[Saved data entries]
____________________
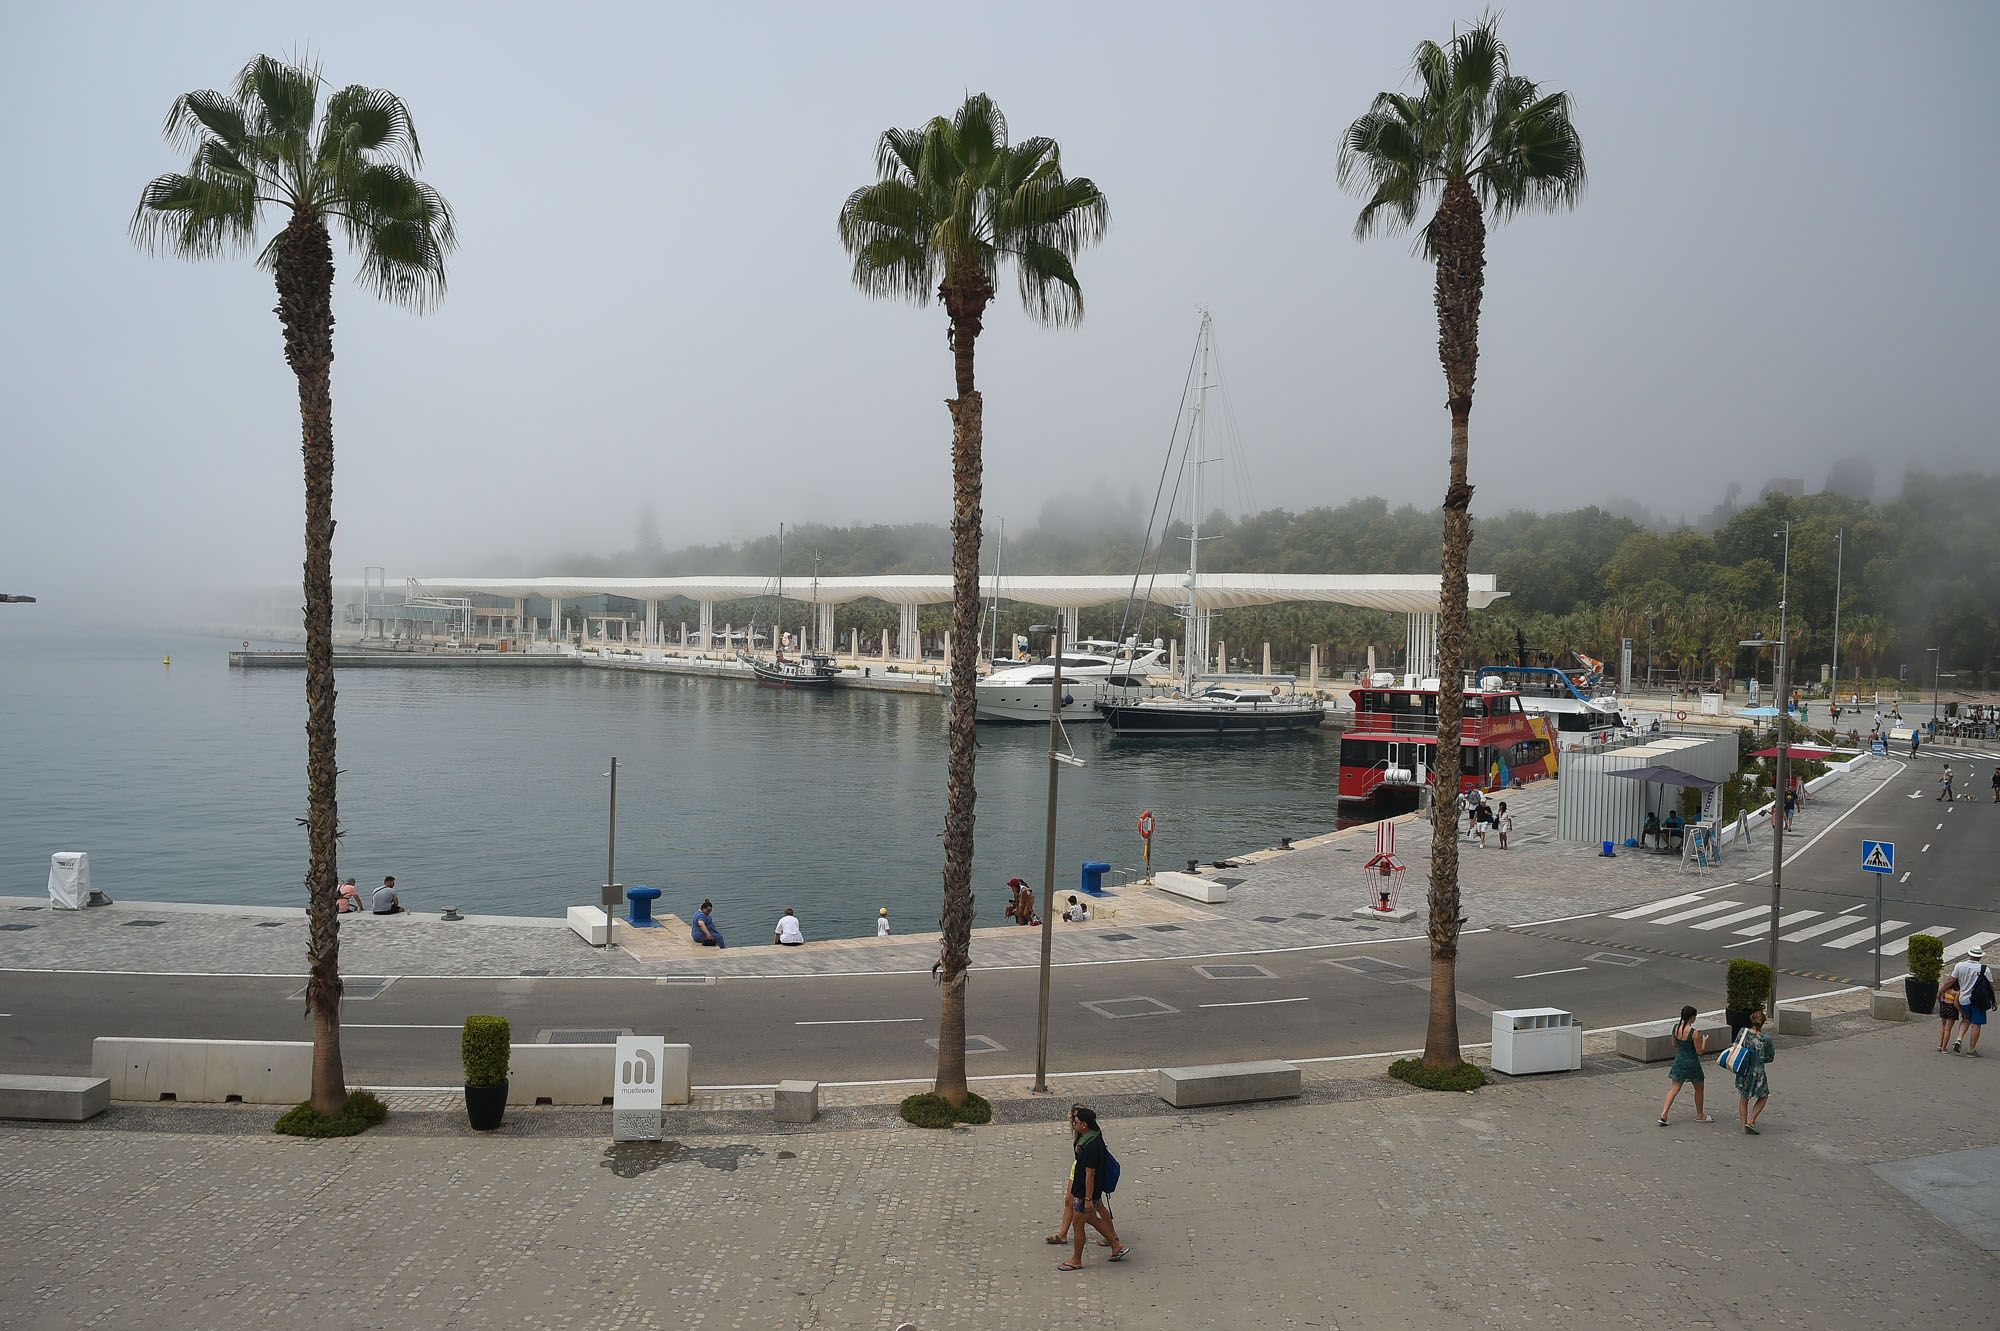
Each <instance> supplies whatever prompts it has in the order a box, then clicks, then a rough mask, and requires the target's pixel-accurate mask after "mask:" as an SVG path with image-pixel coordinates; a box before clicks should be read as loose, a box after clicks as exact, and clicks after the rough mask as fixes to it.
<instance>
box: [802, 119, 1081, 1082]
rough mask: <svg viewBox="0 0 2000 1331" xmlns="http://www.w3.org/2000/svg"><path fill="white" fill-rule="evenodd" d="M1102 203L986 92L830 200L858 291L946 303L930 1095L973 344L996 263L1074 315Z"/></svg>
mask: <svg viewBox="0 0 2000 1331" xmlns="http://www.w3.org/2000/svg"><path fill="white" fill-rule="evenodd" d="M1108 224H1110V210H1108V206H1106V202H1104V194H1100V192H1098V186H1096V184H1092V182H1090V180H1084V178H1080V176H1078V178H1070V176H1064V174H1062V150H1060V148H1058V146H1056V140H1050V138H1028V140H1022V142H1018V144H1008V136H1006V118H1004V116H1002V114H1000V108H998V106H994V104H992V98H988V96H986V94H976V96H968V98H966V102H964V106H960V108H958V112H954V114H952V116H950V118H944V116H938V118H936V120H932V122H930V124H922V126H916V128H914V130H886V132H884V134H882V140H880V142H878V146H876V182H874V184H868V186H862V188H860V190H856V192H854V194H850V196H848V200H846V204H842V206H840V244H842V246H846V252H848V254H850V256H852V258H854V286H858V288H860V290H862V292H866V294H868V296H882V298H890V300H910V302H914V304H920V306H922V304H930V300H938V302H940V304H944V316H946V318H948V320H950V330H948V338H946V342H948V346H950V348H952V372H954V380H956V390H958V396H956V398H952V400H950V402H946V408H948V410H950V414H952V644H954V652H952V701H950V721H948V731H950V755H948V759H946V805H944V909H942V915H940V919H938V927H940V931H942V935H944V937H942V943H940V951H938V979H940V983H942V989H944V995H942V1011H940V1021H938V1081H936V1091H938V1095H942V1097H944V1099H946V1101H950V1103H952V1105H954V1107H956V1105H960V1103H964V1097H966V967H968V965H970V963H972V801H974V785H972V753H974V721H972V687H974V681H976V665H978V660H976V658H978V654H976V652H974V650H972V646H974V644H976V642H978V640H980V638H978V622H980V484H982V474H980V448H982V442H984V440H982V430H980V394H978V388H976V386H974V378H972V350H974V344H976V342H978V336H980V326H982V320H984V316H986V306H988V304H990V302H992V298H994V278H996V276H998V270H1000V260H1002V258H1006V260H1012V264H1014V278H1016V284H1018V288H1020V300H1022V304H1024V306H1026V308H1028V314H1030V316H1032V318H1034V320H1038V322H1040V324H1052V326H1066V324H1076V322H1078V320H1080V318H1084V292H1082V288H1080V286H1078V284H1076V272H1074V268H1072V262H1074V258H1076V252H1078V250H1082V248H1084V246H1086V244H1094V242H1096V240H1100V238H1102V236H1104V230H1106V226H1108Z"/></svg>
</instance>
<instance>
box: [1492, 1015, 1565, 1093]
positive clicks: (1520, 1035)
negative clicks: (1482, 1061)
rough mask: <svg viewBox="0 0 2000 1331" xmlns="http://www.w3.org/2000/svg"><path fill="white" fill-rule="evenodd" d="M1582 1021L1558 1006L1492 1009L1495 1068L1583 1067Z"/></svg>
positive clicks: (1525, 1069)
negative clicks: (1555, 1006)
mask: <svg viewBox="0 0 2000 1331" xmlns="http://www.w3.org/2000/svg"><path fill="white" fill-rule="evenodd" d="M1582 1067H1584V1023H1582V1021H1578V1019H1576V1015H1574V1013H1566V1011H1562V1009H1560V1007H1518V1009H1514V1011H1494V1071H1504V1073H1506V1075H1510V1077H1522V1075H1528V1073H1538V1071H1582Z"/></svg>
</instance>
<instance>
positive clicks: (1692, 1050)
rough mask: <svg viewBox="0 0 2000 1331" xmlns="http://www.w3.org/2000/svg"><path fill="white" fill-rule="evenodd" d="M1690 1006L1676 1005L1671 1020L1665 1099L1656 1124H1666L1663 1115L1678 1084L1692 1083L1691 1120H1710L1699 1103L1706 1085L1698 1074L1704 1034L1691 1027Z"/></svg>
mask: <svg viewBox="0 0 2000 1331" xmlns="http://www.w3.org/2000/svg"><path fill="white" fill-rule="evenodd" d="M1694 1015H1696V1013H1694V1007H1692V1005H1688V1007H1682V1009H1680V1021H1676V1023H1674V1065H1672V1067H1668V1069H1666V1079H1668V1087H1666V1103H1664V1105H1660V1127H1666V1115H1668V1111H1670V1109H1672V1107H1674V1097H1676V1095H1680V1087H1682V1085H1686V1083H1690V1081H1692V1083H1694V1121H1696V1123H1714V1119H1712V1117H1708V1109H1706V1107H1704V1105H1702V1095H1704V1091H1706V1089H1708V1087H1706V1085H1704V1075H1702V1055H1704V1053H1708V1037H1706V1035H1702V1033H1700V1031H1696V1029H1694Z"/></svg>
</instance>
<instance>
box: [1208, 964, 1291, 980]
mask: <svg viewBox="0 0 2000 1331" xmlns="http://www.w3.org/2000/svg"><path fill="white" fill-rule="evenodd" d="M1194 973H1196V975H1200V977H1202V979H1278V973H1276V971H1266V969H1264V967H1262V965H1248V963H1244V965H1234V963H1232V965H1196V967H1194Z"/></svg>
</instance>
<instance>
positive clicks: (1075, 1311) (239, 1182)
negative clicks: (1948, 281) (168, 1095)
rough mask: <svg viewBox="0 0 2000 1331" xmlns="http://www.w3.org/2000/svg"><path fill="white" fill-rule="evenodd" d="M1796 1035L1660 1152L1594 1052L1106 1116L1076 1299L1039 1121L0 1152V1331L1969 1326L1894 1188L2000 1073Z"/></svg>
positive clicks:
____________________
All lines of the records above that contain the word "positive" are to be copied out.

■ **Response**:
positive clicks: (1520, 1035)
positive clicks: (1525, 1069)
positive clicks: (1692, 1050)
positive clicks: (1075, 1311) (239, 1182)
positive clicks:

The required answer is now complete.